What is required: Print the items below word for word, starting at their first line and ending with the line that contains "[180,17,327,232]".

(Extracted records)
⟨

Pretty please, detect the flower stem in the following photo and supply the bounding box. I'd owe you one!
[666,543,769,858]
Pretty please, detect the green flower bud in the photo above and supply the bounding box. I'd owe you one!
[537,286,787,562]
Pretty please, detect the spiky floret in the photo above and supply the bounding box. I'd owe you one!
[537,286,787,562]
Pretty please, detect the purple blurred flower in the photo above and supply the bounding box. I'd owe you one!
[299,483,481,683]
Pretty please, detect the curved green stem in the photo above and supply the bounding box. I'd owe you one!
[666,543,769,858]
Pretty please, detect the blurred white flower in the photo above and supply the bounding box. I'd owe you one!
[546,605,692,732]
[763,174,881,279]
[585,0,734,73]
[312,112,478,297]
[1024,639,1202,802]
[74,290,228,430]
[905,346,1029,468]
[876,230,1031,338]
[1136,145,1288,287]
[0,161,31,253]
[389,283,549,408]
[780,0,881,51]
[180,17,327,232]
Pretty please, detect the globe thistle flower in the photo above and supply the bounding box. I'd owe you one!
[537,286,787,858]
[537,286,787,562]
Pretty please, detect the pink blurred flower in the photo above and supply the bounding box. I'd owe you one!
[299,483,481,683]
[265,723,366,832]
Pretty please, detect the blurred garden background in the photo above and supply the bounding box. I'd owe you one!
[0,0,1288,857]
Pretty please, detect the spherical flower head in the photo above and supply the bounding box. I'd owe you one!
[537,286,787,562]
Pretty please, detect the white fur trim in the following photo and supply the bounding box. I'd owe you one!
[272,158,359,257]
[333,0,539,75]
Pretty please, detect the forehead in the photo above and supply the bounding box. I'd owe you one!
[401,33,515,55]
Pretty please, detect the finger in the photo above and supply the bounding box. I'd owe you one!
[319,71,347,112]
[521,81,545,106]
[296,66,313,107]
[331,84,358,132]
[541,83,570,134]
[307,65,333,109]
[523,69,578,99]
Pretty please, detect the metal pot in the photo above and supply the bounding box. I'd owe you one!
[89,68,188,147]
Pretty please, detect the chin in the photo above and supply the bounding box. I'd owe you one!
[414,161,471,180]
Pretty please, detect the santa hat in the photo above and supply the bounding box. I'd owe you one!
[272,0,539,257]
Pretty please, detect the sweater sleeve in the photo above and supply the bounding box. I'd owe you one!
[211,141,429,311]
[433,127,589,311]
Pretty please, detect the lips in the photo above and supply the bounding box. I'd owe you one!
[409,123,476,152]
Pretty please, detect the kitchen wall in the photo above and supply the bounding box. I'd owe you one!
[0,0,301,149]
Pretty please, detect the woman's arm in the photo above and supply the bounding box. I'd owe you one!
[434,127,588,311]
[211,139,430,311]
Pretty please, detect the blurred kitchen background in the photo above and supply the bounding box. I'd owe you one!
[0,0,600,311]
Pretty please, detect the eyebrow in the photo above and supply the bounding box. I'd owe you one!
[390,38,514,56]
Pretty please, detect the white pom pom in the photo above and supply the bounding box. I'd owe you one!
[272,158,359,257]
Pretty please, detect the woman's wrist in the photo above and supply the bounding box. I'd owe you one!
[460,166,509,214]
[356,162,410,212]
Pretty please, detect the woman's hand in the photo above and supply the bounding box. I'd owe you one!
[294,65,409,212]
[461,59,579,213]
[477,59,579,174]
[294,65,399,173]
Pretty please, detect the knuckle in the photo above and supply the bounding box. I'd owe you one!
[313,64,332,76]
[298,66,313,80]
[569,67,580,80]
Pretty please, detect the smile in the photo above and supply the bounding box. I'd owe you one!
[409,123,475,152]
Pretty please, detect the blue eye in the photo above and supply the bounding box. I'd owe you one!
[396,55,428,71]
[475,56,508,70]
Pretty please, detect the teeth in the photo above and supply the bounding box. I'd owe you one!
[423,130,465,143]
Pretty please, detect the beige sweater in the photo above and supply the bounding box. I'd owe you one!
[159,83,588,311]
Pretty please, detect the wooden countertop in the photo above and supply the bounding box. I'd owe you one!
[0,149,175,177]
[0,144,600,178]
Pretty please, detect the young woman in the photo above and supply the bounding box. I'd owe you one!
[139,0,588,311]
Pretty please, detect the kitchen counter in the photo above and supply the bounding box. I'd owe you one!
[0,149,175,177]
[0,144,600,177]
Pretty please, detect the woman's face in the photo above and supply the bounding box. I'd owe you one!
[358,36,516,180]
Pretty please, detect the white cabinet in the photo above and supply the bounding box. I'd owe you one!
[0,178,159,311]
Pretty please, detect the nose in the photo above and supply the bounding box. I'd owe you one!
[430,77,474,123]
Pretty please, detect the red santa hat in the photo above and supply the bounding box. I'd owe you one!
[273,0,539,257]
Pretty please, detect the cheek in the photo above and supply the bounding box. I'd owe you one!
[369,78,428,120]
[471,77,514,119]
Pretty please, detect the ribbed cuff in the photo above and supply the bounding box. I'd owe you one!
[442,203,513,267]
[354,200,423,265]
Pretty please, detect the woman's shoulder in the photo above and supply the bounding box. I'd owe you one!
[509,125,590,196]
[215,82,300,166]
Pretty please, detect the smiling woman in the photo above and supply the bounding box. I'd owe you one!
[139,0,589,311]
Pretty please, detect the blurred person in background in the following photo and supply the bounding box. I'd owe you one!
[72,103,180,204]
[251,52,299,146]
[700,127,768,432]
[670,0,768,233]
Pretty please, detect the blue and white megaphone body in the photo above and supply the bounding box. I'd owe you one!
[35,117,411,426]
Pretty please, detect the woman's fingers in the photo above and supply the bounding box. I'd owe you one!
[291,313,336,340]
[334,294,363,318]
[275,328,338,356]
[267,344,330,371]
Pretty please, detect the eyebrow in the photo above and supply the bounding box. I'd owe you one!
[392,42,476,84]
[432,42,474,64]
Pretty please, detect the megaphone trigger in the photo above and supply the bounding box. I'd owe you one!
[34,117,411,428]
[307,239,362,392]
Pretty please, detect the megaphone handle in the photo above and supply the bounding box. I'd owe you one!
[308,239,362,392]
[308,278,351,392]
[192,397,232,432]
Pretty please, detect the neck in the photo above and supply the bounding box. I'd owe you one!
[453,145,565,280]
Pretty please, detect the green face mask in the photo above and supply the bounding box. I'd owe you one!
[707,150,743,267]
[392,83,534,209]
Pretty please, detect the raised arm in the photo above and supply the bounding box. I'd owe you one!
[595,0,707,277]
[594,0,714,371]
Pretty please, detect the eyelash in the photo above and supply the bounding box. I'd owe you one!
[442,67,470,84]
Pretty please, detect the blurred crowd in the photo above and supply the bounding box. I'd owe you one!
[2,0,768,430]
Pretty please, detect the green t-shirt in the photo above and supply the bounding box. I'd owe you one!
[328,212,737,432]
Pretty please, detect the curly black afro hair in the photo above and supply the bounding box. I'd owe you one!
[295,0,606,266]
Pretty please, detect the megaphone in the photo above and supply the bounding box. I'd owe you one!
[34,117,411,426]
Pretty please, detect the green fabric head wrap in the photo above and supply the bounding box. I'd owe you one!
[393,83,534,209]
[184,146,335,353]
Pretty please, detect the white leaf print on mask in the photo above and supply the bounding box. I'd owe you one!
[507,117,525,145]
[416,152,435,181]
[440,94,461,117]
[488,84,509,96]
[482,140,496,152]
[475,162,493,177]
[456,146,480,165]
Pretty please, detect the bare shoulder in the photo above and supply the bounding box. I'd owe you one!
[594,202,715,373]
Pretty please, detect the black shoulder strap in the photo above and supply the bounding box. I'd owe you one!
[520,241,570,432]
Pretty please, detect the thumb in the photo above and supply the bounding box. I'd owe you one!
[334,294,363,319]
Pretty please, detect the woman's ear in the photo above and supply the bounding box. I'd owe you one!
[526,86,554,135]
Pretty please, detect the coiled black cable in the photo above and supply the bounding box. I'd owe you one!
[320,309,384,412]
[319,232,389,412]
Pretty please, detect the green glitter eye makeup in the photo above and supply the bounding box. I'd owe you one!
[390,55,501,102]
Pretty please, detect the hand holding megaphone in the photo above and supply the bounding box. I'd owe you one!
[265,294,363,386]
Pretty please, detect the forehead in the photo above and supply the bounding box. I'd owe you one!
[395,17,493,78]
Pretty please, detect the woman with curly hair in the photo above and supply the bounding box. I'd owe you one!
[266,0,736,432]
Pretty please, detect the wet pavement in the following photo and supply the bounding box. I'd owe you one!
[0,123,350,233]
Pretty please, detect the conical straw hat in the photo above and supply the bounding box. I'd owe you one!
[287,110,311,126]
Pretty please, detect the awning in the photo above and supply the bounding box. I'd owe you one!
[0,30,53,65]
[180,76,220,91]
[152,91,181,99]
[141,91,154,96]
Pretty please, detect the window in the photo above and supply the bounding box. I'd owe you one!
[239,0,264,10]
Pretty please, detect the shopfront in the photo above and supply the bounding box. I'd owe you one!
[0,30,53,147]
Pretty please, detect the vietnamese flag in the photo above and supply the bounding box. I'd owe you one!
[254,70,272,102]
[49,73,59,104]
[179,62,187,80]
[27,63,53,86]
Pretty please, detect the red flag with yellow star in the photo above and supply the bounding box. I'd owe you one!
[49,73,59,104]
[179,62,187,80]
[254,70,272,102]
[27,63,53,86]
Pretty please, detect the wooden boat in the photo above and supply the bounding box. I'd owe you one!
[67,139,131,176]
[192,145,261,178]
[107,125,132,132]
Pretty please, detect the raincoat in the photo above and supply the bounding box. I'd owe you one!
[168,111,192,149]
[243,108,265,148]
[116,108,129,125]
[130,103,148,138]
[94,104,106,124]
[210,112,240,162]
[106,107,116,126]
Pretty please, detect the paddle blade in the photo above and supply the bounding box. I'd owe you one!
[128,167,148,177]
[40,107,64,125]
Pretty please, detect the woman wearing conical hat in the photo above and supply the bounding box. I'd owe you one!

⟩

Solution to this exercise:
Pretty please, detect the flower stem in the following photo and supply the bounding box. I'd owe you one!
[666,543,769,858]
Pretty please, detect the green flower bud in the photo above and supply the bounding box. I'd owe you one!
[537,286,787,562]
Pretty please, detect the spiky floret in the photo above and supply the bounding box. I'd owe you one!
[537,286,787,562]
Pretty please, detect the purple blurred flower in the photo above and supply the bounding box. I'd owe you one!
[299,483,481,683]
Pretty please, detect the curved green stem in the photo above and supply the bounding box. I'd owe you one!
[666,543,769,858]
Pretty please, detect the blurred white flower in the photo above and supply the bounding box. I'd owe you one!
[546,605,692,732]
[763,174,881,279]
[585,0,734,73]
[312,112,478,297]
[1024,639,1202,802]
[74,290,228,430]
[905,346,1029,468]
[876,230,1031,338]
[1136,145,1288,287]
[0,161,31,253]
[389,283,549,408]
[780,0,881,51]
[180,17,327,232]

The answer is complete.